> _WORK TO COMPLETE_
Please return every line in the following data that includes the string "woman".

--- EXERCISE DATA Enclosed Below ---

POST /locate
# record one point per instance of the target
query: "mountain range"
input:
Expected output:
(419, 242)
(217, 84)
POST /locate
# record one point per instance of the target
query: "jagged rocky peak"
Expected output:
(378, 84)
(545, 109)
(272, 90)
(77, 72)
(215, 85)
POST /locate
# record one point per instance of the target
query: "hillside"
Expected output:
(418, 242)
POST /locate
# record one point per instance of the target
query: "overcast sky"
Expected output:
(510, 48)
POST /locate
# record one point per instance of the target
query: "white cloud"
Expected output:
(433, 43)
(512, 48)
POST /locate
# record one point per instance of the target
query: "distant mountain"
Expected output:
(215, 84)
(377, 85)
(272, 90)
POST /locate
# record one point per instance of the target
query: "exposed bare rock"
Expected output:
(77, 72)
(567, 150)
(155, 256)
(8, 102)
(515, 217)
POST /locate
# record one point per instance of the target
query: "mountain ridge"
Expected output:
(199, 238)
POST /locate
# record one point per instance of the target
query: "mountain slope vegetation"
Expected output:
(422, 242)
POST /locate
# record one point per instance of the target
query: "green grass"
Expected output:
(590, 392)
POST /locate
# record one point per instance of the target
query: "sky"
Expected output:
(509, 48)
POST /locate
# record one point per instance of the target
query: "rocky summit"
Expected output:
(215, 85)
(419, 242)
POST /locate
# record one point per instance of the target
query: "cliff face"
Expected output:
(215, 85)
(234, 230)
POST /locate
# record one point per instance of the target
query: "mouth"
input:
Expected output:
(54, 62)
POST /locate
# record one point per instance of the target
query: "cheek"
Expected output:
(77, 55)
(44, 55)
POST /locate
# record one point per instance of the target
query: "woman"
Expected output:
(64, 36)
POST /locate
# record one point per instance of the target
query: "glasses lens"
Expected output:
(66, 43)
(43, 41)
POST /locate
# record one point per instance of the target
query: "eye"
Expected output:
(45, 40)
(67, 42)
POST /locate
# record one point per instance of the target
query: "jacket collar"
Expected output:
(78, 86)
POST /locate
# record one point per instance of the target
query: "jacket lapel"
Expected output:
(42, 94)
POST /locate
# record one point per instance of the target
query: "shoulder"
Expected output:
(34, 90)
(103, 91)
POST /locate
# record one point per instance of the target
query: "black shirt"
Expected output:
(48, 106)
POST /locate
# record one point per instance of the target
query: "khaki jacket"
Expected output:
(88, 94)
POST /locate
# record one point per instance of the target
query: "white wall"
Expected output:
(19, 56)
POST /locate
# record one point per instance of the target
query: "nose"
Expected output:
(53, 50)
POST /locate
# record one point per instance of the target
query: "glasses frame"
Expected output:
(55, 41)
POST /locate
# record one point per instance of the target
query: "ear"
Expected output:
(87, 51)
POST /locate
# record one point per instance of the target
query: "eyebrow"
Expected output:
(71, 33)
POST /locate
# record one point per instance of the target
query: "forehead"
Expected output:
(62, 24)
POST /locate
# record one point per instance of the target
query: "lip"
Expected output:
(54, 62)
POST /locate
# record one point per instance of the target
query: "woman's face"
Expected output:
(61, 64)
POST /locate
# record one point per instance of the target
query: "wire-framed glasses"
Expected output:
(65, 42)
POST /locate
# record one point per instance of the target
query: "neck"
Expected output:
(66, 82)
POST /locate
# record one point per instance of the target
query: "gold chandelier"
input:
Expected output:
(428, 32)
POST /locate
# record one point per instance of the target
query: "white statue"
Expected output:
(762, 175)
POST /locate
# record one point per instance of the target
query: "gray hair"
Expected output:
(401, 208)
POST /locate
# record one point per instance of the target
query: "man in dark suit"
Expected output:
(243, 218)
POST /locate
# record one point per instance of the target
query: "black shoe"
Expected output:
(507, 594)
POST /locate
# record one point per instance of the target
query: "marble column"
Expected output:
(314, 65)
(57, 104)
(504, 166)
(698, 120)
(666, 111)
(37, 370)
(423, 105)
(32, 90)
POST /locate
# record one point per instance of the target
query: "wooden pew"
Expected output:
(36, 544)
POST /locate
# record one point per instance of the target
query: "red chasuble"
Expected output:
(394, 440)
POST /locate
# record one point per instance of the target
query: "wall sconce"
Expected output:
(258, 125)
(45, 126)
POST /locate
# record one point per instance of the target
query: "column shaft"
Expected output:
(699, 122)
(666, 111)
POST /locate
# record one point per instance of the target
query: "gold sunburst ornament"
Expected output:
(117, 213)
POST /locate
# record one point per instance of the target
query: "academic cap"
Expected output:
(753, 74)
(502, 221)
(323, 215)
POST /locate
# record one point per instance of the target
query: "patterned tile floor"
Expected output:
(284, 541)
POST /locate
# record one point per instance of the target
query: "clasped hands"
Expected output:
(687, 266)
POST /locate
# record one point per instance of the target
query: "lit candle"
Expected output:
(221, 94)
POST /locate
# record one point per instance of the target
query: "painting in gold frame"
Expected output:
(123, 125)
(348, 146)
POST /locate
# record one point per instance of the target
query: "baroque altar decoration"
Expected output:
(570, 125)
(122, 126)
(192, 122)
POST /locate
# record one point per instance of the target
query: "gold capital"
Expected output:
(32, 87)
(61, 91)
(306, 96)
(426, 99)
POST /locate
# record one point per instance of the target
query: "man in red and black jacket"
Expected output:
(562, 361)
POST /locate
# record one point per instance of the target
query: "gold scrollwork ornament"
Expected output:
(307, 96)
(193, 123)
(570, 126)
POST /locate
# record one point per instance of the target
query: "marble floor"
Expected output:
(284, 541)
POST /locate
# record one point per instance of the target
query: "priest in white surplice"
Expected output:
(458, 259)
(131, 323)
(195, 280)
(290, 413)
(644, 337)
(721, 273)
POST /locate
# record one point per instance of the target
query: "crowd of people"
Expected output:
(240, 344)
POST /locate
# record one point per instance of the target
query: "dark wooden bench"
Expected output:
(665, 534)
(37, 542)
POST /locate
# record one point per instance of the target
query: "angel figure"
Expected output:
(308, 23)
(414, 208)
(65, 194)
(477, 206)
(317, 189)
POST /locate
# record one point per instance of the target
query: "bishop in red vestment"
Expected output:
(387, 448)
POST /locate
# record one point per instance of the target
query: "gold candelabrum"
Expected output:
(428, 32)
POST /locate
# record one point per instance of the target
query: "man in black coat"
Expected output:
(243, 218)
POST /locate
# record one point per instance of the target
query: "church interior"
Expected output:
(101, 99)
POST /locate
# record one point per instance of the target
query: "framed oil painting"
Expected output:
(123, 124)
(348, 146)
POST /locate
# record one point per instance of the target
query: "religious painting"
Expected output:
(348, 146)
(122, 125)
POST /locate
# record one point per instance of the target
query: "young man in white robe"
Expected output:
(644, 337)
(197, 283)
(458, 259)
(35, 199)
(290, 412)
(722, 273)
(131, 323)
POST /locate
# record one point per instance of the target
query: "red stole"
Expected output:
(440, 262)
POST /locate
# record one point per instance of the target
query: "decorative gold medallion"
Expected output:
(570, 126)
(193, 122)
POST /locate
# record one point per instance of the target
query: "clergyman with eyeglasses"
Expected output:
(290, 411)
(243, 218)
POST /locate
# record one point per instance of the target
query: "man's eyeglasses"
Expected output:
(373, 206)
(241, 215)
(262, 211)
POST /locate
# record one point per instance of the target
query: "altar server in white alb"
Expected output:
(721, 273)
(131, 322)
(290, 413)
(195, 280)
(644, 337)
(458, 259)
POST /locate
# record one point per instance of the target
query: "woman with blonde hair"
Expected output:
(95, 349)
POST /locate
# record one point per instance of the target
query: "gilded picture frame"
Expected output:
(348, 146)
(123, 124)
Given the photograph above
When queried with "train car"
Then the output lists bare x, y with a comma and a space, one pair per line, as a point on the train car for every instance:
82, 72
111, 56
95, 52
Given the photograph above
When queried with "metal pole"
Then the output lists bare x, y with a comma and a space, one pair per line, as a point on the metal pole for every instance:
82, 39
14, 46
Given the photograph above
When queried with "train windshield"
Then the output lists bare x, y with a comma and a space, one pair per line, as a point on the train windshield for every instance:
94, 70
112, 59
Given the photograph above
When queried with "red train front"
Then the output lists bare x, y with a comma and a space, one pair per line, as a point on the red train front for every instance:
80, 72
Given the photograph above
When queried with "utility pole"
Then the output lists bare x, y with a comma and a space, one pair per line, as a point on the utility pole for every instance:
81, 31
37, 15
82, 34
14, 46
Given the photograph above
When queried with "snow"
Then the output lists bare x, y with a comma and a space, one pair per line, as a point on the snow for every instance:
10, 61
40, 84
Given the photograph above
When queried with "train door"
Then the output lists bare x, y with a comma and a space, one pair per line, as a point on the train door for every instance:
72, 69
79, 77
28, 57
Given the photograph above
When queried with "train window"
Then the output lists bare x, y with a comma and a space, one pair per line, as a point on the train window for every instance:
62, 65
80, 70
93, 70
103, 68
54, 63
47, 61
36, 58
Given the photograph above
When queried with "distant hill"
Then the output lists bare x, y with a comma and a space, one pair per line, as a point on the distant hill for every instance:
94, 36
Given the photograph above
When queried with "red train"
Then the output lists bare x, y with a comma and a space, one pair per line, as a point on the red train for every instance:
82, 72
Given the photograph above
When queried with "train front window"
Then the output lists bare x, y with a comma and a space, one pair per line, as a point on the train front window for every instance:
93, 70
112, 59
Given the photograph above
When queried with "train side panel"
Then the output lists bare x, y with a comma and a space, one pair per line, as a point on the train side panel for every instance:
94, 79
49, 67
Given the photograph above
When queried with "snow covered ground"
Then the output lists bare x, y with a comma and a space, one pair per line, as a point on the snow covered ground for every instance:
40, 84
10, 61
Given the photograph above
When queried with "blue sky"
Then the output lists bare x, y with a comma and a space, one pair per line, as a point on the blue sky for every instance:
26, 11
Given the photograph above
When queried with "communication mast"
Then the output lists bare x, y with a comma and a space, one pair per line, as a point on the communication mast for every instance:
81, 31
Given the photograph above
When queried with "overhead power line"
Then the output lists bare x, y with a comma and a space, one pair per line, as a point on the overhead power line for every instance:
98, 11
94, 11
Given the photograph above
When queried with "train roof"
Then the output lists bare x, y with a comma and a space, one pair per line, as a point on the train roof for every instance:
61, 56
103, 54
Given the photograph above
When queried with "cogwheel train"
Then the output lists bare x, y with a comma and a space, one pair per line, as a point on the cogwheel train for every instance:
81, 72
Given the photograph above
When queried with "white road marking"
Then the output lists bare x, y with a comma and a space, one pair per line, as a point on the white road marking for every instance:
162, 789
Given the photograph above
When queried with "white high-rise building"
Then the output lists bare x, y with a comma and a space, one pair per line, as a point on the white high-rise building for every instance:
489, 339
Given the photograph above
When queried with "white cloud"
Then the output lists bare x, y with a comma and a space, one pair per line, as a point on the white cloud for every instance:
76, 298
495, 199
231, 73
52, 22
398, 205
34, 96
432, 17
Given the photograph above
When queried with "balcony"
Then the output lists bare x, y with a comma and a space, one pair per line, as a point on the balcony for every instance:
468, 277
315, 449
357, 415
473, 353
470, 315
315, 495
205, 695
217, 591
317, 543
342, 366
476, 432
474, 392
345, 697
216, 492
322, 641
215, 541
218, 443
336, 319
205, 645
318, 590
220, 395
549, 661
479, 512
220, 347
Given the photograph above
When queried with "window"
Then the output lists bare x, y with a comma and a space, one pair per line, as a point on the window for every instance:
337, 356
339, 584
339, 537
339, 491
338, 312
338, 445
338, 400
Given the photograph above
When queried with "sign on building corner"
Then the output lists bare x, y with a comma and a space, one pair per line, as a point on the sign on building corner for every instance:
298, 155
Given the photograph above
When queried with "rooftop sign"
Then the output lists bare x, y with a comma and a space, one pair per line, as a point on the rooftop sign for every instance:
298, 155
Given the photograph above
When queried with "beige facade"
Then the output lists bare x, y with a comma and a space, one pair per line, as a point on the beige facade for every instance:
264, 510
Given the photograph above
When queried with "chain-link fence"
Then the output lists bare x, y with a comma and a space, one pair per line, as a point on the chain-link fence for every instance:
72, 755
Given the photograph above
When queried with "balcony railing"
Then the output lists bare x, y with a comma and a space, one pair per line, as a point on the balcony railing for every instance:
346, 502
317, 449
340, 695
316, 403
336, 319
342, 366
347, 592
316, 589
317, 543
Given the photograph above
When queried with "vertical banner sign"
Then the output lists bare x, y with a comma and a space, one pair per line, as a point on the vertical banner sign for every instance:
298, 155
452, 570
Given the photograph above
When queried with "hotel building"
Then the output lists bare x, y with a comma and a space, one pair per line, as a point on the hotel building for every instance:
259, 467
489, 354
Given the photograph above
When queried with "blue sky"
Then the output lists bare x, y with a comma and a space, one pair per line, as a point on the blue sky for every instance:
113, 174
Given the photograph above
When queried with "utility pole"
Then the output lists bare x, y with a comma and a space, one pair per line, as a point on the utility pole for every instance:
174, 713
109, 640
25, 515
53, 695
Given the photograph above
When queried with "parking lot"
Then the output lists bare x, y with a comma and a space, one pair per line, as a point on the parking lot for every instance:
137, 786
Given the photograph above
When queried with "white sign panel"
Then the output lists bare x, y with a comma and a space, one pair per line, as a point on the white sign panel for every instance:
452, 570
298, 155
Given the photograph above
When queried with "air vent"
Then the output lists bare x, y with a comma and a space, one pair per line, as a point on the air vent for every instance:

--- End of Enclosed EXERCISE DATA ---

> _ANSWER_
query: "woman"
query: "woman's face"
query: "woman with blonde hair"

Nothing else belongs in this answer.